Tâche 1:
Recopiez fidèlement le texte sur le reporting extra-financier, tout le passage depuis « Voir notre billet » jusqu'à « mouvance est mondiale. » inclus.
Tâche 2:
Reprenez sous forme de liste, s'il vous plaît, le paragraphe du texte sur le reporting extra-financier qui commence par « Plus positivement », en gardant ses faits principaux.
───── Texte
Vade-mecum du reporting EXTRA financier, dans la jungle des acronymes…

On croyait tout savoir du « Reporting », notamment dans le monde de la consolidation financière, et voilà que se profile à grands pas le « Reporting extra-financier » avec ses nouveaux acronymes. De quoi s’agit-il ? Voici un petit vade-mecum… à l’usage des directeurs financiers et des consolideurs qui pressentent qu’ils seront prochainement sollicités pour la production de ce nouveau reporting.

Les objectifs du reporting extra-financier

Les entreprises, en consommant des ressources naturelles et humaines pour produire et distribuer leurs biens et services, impactent leur environnement et provoquent ce qu’on appelle des « externalités négatives » (par exemple des émissions de carbone), mais aussi « externalités positives » (par exemple un développement économique partagé).  Sur le chemin d’un capitalisme responsable, elles sont amenées à rendre compte de leur performance non seulement financière, mais aussi « extra financière ». Cela s’effectue grâce au reporting extra-financier.

Ainsi, au-delà des performances financières jugées au travers des résultats et des bilans comptables, le reporting extra financier cherche à rendre compte de la performance des entreprises en matière ESG (environnementale, sociale et gouvernance) ou RSE (Responsabilité Sociale des Entreprises).

Voir notre billet sur la définition de la Responsabilité Sociale des Entreprises : Parlez-vous couramment RSE, développement durable et indicateurs extra-financiers ?

Le reporting extra-financier pour les entreprises est d’abord la réponse à de nouvelles obligations résultant d’une poussée réglementaire en pleine accélération. Celle-ci concerne :

  • les sociétés cotées
  • les entreprises privées (d’une certaine taille)
  • ainsi que les organisations dépendant de l’Etat et des collectivités.

Cette matière réglementaire provient souvent de l’Europe et de son Green Deal, avec notamment la transposition de la directive NFRD (Non Financial Reporting Directive) en 2018, devenue CSRD (Corporate Sustainable Reporting Directive) en avril 2021. Mais la mouvance est mondiale.

Plus positivement, le reporting extra financier est l’occasion pour les entreprises de donner du sens à leur action. Il répond aux attentes pressantes des politiques et de la société civile, mais aussi des parties prenantes de l’entreprise (salariés, clients, partenaires, etc.). En dépassant le « green-washing », il permet de quantifier les objectifs RSE et de montrer les progrès réalisés, comme peut le faire un budget en matière comptable.

 

Les indicateurs du reporting extra financier

Comme en comptabilité et en finance, en RSE on cherche à définir des indicateurs de performance (KPI ou Key Performance Indicators). Ces indicateurs couvrent naturellement tous les compartiments de la RSE :

  • Dimension environnementale (émissions de gaz à effet de serre, stratégie mise en place pour la transition énergétique, gestion des déchets, écoconception, biodiversité…)
  • Dimension sociale (emploi, parité, santé, sécurité au travail, développement des compétences, respect des droits humains …)
  • Dimension éthique et de gouvernance (« raison d’être » des entreprises, objectifs RSE dans la rémunération des dirigeants, fraude, corruption, évasion fiscale …)
──────────
───── Données enregistrées
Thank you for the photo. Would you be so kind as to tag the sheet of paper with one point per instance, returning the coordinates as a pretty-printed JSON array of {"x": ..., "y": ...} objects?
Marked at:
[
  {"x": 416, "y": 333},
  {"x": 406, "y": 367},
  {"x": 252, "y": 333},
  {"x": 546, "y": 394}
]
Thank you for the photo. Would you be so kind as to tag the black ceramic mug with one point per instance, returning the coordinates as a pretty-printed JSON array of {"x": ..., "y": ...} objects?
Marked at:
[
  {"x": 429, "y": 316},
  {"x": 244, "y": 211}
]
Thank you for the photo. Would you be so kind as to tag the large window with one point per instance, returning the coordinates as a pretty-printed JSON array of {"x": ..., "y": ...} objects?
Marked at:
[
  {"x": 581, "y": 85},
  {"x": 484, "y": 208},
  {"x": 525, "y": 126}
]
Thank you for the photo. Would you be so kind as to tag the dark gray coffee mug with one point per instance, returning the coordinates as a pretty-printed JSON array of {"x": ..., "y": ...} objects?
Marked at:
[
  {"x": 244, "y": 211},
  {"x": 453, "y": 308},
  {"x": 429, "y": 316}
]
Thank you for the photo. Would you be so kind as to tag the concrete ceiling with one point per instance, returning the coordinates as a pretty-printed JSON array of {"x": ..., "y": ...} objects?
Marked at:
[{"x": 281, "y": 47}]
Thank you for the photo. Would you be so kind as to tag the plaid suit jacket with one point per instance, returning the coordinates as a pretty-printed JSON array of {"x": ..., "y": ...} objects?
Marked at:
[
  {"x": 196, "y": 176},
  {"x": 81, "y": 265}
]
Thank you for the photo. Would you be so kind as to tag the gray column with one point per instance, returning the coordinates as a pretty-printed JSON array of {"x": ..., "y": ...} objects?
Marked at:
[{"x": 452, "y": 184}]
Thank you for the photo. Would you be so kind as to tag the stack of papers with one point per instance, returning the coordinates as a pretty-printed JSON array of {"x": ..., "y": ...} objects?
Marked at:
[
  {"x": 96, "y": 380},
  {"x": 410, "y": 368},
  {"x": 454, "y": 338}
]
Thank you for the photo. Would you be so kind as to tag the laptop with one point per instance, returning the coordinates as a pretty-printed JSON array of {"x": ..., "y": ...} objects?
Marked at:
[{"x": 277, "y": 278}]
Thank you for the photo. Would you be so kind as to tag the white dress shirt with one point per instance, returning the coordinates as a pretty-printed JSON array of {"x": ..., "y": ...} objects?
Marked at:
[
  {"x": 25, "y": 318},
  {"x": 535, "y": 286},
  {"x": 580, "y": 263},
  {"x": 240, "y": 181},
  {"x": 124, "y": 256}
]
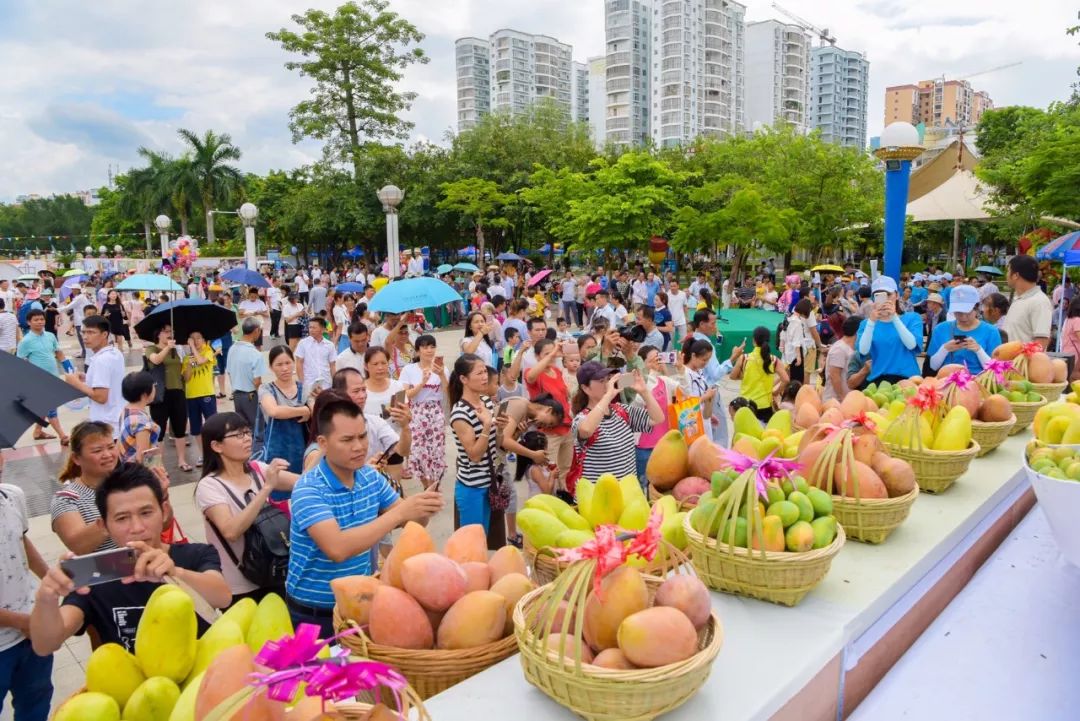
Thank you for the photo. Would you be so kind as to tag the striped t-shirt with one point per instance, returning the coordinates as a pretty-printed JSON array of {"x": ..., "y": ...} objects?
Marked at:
[
  {"x": 75, "y": 497},
  {"x": 474, "y": 474},
  {"x": 319, "y": 495},
  {"x": 613, "y": 450}
]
──────────
Réponse 1:
Voir notre billet sur la définition de la Responsabilité Sociale des Entreprises : Parlez-vous couramment RSE, développement durable et indicateurs extra-financiers ?

Le reporting extra-financier pour les entreprises est d’abord la réponse à de nouvelles obligations résultant d’une poussée réglementaire en pleine accélération. Celle-ci concerne :

  • les sociétés cotées
  • les entreprises privées (d’une certaine taille)
  • ainsi que les organisations dépendant de l’Etat et des collectivités.

Cette matière réglementaire provient souvent de l’Europe et de son Green Deal, avec notamment la transposition de la directive NFRD (Non Financial Reporting Directive) en 2018, devenue CSRD (Corporate Sustainable Reporting Directive) en avril 2021. Mais la mouvance est mondiale.

Réponse 2:
- Le reporting extra-financier permet aux entreprises de donner du sens à leur action.
- Il répond aux attentes pressantes des politiques, de la société civile et des parties prenantes de l'entreprise (salariés, clients, partenaires, etc.).
- En dépassant le « green-washing », il permet de quantifier les objectifs RSE et de montrer les progrès réalisés, comme un budget le fait en comptabilité.